= Beginning of Section =
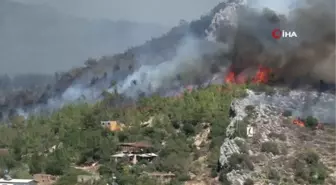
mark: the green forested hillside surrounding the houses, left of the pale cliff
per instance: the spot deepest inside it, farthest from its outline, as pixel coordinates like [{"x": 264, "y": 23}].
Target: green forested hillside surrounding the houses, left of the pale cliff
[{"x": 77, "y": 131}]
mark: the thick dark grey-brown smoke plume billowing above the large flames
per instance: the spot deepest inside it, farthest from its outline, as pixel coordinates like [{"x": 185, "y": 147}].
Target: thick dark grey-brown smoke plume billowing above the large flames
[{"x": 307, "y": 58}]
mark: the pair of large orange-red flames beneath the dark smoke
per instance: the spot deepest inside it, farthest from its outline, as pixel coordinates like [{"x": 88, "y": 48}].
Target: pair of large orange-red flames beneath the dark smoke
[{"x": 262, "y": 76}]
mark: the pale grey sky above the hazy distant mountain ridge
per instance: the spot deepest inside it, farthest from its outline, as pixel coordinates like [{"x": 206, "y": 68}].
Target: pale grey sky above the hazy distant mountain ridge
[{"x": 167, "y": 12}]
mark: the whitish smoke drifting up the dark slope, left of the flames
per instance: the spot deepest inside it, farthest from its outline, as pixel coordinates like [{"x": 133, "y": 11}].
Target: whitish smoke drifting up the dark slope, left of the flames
= End of Section =
= Beginning of Section =
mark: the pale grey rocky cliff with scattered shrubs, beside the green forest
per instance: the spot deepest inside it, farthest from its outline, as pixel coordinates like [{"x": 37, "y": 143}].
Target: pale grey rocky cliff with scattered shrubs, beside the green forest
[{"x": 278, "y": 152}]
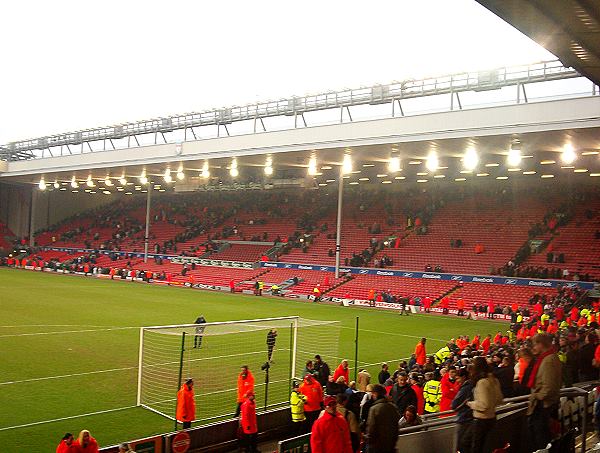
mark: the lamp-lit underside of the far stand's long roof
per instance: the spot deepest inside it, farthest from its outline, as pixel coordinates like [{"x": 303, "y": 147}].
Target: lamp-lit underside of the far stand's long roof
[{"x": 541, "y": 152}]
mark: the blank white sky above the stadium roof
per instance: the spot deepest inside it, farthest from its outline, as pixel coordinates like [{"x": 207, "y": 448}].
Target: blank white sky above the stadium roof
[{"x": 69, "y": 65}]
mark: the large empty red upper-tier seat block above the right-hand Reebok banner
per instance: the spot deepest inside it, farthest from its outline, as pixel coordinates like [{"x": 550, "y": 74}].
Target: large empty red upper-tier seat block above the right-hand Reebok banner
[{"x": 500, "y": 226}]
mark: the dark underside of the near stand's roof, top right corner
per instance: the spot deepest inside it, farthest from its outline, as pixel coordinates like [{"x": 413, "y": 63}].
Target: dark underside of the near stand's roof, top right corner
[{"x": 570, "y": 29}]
= End of Section =
Give again, word for word, every line of the listing above from the one with "Target: pair of" to the one with "Target: whitish smoke", both inclusive, and nothing beyond them.

Target: pair of large orange-red flames beneath the dark smoke
[{"x": 262, "y": 76}]
mark: the pale grey sky above the hazy distant mountain ridge
per instance: the spot deepest inside it, farthest from its outline, as pixel coordinates like [{"x": 206, "y": 68}].
Target: pale grey sky above the hazy distant mountain ridge
[{"x": 167, "y": 12}]
mark: the whitish smoke drifting up the dark slope, left of the flames
per instance: the spot deepest inside it, farthest from its outline, as pixel coordinates like [{"x": 133, "y": 11}].
Target: whitish smoke drifting up the dark slope, left of the flames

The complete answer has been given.